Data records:
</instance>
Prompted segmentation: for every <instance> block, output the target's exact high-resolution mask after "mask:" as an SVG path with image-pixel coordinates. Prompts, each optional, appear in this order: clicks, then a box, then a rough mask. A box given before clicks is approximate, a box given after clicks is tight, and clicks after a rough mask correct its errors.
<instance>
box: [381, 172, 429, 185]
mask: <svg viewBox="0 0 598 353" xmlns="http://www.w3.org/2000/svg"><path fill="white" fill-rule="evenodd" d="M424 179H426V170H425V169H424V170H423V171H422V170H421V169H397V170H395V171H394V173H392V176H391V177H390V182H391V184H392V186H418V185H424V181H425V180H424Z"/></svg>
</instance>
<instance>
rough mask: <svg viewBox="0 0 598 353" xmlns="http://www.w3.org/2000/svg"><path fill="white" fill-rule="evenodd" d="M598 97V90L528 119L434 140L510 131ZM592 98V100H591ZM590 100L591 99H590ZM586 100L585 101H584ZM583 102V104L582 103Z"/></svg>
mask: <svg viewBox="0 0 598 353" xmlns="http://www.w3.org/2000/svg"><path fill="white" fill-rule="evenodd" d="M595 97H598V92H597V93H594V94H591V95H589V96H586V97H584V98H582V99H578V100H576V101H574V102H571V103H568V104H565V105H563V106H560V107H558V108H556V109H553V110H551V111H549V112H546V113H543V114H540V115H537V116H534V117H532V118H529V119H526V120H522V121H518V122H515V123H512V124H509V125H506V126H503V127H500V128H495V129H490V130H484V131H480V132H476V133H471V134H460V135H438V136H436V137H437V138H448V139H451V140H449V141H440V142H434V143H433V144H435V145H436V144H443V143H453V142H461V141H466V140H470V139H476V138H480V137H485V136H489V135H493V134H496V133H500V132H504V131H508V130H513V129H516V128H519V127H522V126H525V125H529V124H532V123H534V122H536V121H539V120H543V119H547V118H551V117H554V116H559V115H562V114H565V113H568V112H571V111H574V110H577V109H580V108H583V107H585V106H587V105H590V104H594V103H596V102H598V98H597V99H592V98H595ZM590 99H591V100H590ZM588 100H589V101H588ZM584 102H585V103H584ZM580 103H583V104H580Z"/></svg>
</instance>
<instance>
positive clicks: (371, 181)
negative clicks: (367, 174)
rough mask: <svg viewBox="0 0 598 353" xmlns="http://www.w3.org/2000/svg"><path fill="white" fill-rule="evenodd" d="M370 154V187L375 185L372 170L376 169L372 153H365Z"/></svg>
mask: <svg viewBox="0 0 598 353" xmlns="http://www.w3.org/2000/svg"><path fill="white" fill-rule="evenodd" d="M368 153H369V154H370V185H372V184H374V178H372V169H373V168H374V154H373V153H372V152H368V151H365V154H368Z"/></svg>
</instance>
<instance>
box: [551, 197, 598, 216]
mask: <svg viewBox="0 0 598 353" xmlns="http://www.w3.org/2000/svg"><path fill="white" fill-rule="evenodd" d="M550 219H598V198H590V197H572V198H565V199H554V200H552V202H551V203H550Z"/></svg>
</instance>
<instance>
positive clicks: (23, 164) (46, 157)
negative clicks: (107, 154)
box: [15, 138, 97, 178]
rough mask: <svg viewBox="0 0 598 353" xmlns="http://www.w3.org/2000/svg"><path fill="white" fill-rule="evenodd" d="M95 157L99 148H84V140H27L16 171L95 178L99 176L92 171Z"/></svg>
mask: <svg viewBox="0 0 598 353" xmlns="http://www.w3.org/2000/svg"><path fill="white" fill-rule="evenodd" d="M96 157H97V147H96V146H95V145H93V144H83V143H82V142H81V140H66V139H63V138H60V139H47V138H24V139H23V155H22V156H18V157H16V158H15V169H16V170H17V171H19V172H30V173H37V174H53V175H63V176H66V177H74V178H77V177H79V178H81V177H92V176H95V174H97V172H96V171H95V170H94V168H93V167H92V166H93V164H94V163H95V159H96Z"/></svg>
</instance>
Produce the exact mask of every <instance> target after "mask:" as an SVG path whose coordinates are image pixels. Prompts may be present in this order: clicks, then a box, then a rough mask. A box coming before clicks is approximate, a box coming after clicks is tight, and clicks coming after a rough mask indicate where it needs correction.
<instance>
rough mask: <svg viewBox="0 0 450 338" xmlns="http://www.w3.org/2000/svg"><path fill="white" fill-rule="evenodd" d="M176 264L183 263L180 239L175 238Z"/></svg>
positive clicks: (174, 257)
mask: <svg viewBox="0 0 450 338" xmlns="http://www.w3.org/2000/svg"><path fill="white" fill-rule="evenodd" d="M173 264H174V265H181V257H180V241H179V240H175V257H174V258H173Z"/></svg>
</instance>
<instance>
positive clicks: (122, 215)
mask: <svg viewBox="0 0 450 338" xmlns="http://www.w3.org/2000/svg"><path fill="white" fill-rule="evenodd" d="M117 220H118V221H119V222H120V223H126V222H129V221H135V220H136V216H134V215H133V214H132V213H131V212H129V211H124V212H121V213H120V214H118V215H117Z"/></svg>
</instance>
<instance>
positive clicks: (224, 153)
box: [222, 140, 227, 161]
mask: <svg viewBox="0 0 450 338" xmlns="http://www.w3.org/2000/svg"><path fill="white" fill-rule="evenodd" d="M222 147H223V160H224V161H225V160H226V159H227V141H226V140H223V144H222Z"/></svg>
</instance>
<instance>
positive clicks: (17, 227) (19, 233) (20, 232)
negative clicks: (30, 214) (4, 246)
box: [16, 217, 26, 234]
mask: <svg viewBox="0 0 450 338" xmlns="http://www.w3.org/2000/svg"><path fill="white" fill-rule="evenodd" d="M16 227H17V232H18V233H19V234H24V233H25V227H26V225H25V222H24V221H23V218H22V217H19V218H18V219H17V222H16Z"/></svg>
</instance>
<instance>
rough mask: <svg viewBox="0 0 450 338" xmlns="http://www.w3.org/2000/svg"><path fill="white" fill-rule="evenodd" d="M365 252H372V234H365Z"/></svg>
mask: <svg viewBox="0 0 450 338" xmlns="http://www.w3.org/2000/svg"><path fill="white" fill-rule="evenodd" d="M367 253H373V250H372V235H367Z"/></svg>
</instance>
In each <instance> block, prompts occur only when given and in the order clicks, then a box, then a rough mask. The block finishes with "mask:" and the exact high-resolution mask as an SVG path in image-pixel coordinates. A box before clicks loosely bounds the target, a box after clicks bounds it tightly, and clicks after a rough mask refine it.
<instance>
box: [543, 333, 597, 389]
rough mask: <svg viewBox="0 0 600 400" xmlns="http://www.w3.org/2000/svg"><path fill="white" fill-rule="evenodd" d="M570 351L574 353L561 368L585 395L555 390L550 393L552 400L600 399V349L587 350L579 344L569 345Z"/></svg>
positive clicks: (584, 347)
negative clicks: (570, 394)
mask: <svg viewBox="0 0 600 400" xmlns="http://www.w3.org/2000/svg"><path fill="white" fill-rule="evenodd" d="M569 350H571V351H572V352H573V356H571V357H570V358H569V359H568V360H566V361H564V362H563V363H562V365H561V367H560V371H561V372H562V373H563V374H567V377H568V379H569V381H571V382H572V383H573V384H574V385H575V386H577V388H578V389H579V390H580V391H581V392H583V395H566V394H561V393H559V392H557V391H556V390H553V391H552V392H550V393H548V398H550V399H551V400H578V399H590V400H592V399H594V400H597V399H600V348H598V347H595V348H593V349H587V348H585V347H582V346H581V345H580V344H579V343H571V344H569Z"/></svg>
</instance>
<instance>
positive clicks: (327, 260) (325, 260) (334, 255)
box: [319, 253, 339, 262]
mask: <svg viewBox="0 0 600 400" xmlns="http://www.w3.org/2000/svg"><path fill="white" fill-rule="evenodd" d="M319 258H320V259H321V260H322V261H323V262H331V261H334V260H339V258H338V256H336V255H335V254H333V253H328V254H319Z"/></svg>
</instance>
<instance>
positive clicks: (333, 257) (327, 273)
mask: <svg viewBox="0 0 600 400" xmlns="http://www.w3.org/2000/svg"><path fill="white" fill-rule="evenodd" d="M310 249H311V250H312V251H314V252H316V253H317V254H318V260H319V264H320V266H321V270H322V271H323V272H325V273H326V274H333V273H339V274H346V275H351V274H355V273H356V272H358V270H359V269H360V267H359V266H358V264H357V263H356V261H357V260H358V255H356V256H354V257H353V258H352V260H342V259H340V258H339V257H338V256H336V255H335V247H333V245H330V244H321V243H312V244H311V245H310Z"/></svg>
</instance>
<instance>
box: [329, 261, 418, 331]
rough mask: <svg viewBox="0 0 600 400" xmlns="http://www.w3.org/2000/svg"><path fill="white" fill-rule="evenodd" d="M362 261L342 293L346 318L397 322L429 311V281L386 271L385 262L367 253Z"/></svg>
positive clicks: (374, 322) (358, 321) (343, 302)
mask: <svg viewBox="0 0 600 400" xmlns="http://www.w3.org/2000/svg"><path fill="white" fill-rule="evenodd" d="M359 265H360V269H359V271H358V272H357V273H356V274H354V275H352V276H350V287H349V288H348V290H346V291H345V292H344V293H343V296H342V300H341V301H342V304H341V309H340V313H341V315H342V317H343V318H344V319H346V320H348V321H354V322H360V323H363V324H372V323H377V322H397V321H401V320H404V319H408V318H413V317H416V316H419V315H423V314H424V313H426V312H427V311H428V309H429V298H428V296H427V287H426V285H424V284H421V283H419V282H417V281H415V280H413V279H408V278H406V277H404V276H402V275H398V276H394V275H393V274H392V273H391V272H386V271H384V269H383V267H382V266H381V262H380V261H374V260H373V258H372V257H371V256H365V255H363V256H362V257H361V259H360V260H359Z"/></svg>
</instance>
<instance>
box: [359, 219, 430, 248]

▸ Required action: The answer should consist of all lines from the records above that hold the word "this".

▸ Result of the task:
Prompted segmentation: for every <instance> block, output the target's exact high-resolution mask after "mask:" as an SVG path with image-pixel coordinates. Prompts, each optional, appear in this order: clicks, then a box, then a rough mask. A box given before clicks is approximate, a box given after clicks is tight, and clicks after a rough mask correct its errors.
Produce the exact mask of every <instance> target after "mask:" as an SVG path whose coordinates are image pixels. Prompts may be present in this order: clicks, then a box, then a rough mask. A box coming before clicks is approximate, a box coming after clicks is tight, and clicks coming after a rough mask indicate where it needs correction.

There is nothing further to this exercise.